Back to the Future: Can Physical Models of Passive Membrane Permeability Help Reduce Drug Candidate Attrition and Move Us Beyond QSPR?

Department of Chemistry & Biochemistry, University of California San Diego, La Jolla, California 92093-0340.
Chemical Biology & Drug Design (Impact Factor: 2.49). 10/2012; 81(1). DOI: 10.1111/cbdd.12074
Source: PubMed


It is widely recognized that ADMET (Adsorption, Distribution, Metabolism, Excretion - Toxicology) liabilities kill the majority of drug candidates that progress to clinical trials. The development of computational models to predict small molecule membrane permeability is therefore of considerable scientific and public health interest. Empirical qualitative structure permeability relationship (QSPR) models of permeability have been a mainstay in industrial applications, but lack a deep understanding of the underlying biological physics. Others and we have shown that implicit solvent models to predict passive permeability for small molecules exhibit mediocre predictive performance when validated across experimental test sets. Given the vast increase in computer power, more efficient parallelization schemes, and extension of current atomistic simulation codes to general use graphical processing units (GPUs), the development and application of physical models based on all-atom simulations may now be feasible. Preliminary results from rigorous free energy calculations using all-atom simulations indicate that performance relative to implicit solvent models may be improved, but many outstanding questions remain. Here we review the current state of the art physical models for passive membrane permeability prediction, and present a prospective look at promising new directions for all-atom approaches. © 2012 John Wiley & Sons A/S.

Directions for this task: According to the abstract, why might physical models based on all-atom simulations now be feasible to develop and apply? Answer in one to three sentences.

Entries provided:
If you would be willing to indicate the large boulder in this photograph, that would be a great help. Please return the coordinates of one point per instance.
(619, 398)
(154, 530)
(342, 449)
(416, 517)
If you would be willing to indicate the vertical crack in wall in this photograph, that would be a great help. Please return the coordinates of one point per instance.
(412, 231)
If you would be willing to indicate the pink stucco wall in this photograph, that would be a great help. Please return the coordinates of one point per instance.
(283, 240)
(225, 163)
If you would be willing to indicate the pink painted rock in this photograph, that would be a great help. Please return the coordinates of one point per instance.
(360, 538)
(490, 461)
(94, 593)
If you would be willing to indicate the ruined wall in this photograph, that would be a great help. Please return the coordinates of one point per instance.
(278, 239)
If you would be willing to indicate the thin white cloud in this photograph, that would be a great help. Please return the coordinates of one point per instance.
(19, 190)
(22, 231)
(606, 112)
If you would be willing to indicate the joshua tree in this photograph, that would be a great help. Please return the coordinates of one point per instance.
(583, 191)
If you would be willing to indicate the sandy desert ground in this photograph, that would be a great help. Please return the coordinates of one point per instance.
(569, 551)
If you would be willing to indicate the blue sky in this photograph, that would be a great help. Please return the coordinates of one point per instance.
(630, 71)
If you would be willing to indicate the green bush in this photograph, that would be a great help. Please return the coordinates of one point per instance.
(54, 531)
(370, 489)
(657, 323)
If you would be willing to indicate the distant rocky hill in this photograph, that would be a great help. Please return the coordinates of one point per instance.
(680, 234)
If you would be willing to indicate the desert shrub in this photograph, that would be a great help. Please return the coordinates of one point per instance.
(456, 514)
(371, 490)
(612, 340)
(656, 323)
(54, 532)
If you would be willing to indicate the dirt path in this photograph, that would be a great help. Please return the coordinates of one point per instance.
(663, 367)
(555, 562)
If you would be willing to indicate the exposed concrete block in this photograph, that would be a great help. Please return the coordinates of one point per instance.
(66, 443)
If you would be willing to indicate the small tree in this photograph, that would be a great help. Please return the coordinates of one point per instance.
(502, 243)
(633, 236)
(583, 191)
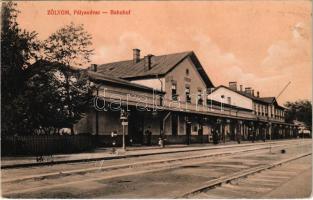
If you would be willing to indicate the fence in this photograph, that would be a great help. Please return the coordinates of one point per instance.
(46, 144)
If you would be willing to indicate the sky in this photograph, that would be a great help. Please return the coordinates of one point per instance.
(259, 44)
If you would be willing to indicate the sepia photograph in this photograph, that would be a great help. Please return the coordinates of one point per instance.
(178, 99)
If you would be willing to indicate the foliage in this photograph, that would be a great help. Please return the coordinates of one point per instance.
(71, 46)
(300, 110)
(42, 92)
(18, 49)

Exercise result: Computer power has increased vastly, and parallelization schemes have become more efficient. Current atomistic simulation codes have also been extended to general-use graphical processing units (GPUs).